*TEXTO DE ORIGEN*

↓↓↓

Desde mi Kiosco. Una visión alcazareña en la mitad del siglo XX
LAS BARRAS DE MADRID
Aquella tarde de tormenta veraniega había sido decisiva, anunciaba la finalización del
verano escolar y no hacía tanto calor. Después de hablarlo con los primos cercanos, los
vecinos y los chicos del colegio, era definitivo: saldríamos del pueblo en una aventura
como si se tratara de subir al Machu Pichu. En mi libro de aquel verano “Horizonte
Juvenil”, leí muchas veces el reportaje y me ensimismaba mirando sus piedras. La idea
era llegar a los molinos de las “fontanillas” y remojarnos en los “pilancones”, todos
conocíamos el camino por haber ido a merendar las tardes de San Marcos.
Quedamos después de comer en las cuatro esquinas del registro, el Cristo, Lubián…. de
todos los que saldríamos, solo fuimos dos. Los demás se echaron la siesta. Pero no nos
importó y comenzamos andar. En un saquillo de cuadros teníamos las provisiones, pan,
chocolate, una botella de gaseosa de la Prosperidad con agua, una navaja y una caja de
cerillas. Cruzamos las calles por las aceras de la sombra hasta llegar a la de Arjona,
continuamos hasta el Arenal, y comenzamos el ascenso al cerro por los negros adoquines
de la carretera. Algún camión pasó delante y nosotros pasamos por los olores a hierro,
pan, vino, gasolina de aquella calle interminable. Alcanzado el primer repecho
comenzamos a atisbar el humo de la estación del tren y ya en el llano, la vista de las
barras flanqueadas de bodegas nos animó a apretar el paso.
Entrábamos en un nuevo pueblo, lleno de industrias y trabajadores que cruzaban las
bocacalles de un sitio a otro, las bodegas y los talleres se acompañaban del ir y venir de
los vehículos que acababan de cruzar el paso a nivel con barrera de la carretera de
Miguel Estaban, después de entrar el tren de Madrid.
Las barras estaban señaladas con unos hitos con rayas rojas. Tres, dos y uno con sus
respectivas rayas, después de los vehículos nos cruzamos con un rebaño de ovejas que
marcaron el último olor de la Rondilla, dejando el suelo a su paso lleno de excrementos,
pequeñas bolas negras que soltaban andando dejando el rastro de su viaje diario al
aprisco y al campo. Hoy apenas se las ve por los cerros.

↑↑↑

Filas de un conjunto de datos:

↓↓↓

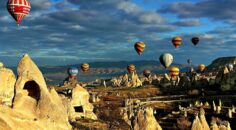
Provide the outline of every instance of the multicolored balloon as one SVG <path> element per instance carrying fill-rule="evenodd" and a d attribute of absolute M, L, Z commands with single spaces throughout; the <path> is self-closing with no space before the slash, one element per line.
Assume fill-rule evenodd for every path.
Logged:
<path fill-rule="evenodd" d="M 76 67 L 70 67 L 68 68 L 67 72 L 70 77 L 76 77 L 79 73 L 79 70 Z"/>
<path fill-rule="evenodd" d="M 133 73 L 133 72 L 136 71 L 135 66 L 133 64 L 129 64 L 127 66 L 127 70 L 128 70 L 129 73 Z"/>
<path fill-rule="evenodd" d="M 3 68 L 4 64 L 2 62 L 0 62 L 0 68 Z"/>
<path fill-rule="evenodd" d="M 179 76 L 179 68 L 178 67 L 171 67 L 169 69 L 169 72 L 170 72 L 171 78 L 176 78 L 177 76 Z"/>
<path fill-rule="evenodd" d="M 145 43 L 144 42 L 136 42 L 134 44 L 134 49 L 137 51 L 139 55 L 141 55 L 145 49 Z"/>
<path fill-rule="evenodd" d="M 173 56 L 170 53 L 163 53 L 159 58 L 160 63 L 165 68 L 168 68 L 172 64 L 173 60 Z"/>
<path fill-rule="evenodd" d="M 175 48 L 178 48 L 182 44 L 182 38 L 181 37 L 174 37 L 172 39 L 172 44 L 175 46 Z"/>
<path fill-rule="evenodd" d="M 199 41 L 200 41 L 200 40 L 199 40 L 198 37 L 193 37 L 193 38 L 192 38 L 192 43 L 193 43 L 195 46 L 198 44 Z"/>
<path fill-rule="evenodd" d="M 83 72 L 87 72 L 89 70 L 89 64 L 88 63 L 83 63 L 81 66 L 80 66 L 81 70 Z"/>
<path fill-rule="evenodd" d="M 8 0 L 7 9 L 19 26 L 23 18 L 29 14 L 31 6 L 27 0 Z"/>
<path fill-rule="evenodd" d="M 151 71 L 150 70 L 144 70 L 143 71 L 143 75 L 148 78 L 151 75 Z"/>
<path fill-rule="evenodd" d="M 191 59 L 188 59 L 188 60 L 187 60 L 187 63 L 188 63 L 188 64 L 192 64 L 192 60 L 191 60 Z"/>
<path fill-rule="evenodd" d="M 205 68 L 206 68 L 206 66 L 205 66 L 204 64 L 199 64 L 199 65 L 198 65 L 198 70 L 199 70 L 200 72 L 204 72 Z"/>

↑↑↑

*INSTRUCCIONES DE LA TAREA*
Prosiga el relato sobre la excursión a las barras de Madrid a partir de su última oración, en primera persona y con el mismo tono evocador.

*RESULTADO DE LA TAREA*
Al llegar al último aviso de la barrera nos sentamos en unas piedras, donde otras veces
vimos sentado al hombre de los periódicos, que siempre nos saludaba con “Buenas
tardes”. Descansamos, y animados cruzamos las vías con cuidado de pisar correctamente
sobre las maderas y los raíles, evitando en lo posible los contracarriles, perfectamente
limpios para que entraran por ellos las pestañas de las ruedas; aunque las barras estaban
verticales, pasamos por el arco casi pegado a la pared, seguramente para no llamar la
atención del personal de la cabina enclavamiento. La llamaban tercer piloto.
La estación alcazareña tenía hasta cinco de estos puestos: la auténtica ingeniería del
tráfico. Bien antiguos ya, cumplían su función desde finales del siglo XIX. El mecanismo
que las hacía funcionar se basaba en fuerzas por palancas para cambiar las agujas. Un
teléfono interno establecía el mecanismo mediante un “modelo” que había que
reproducir y cambiar continuamente a instrucciones para que todo funcionara,
ayudándose de guardagujas y otro personal. Esta decían que era la más antigua, y luego
descubrí que existía desde de 1893.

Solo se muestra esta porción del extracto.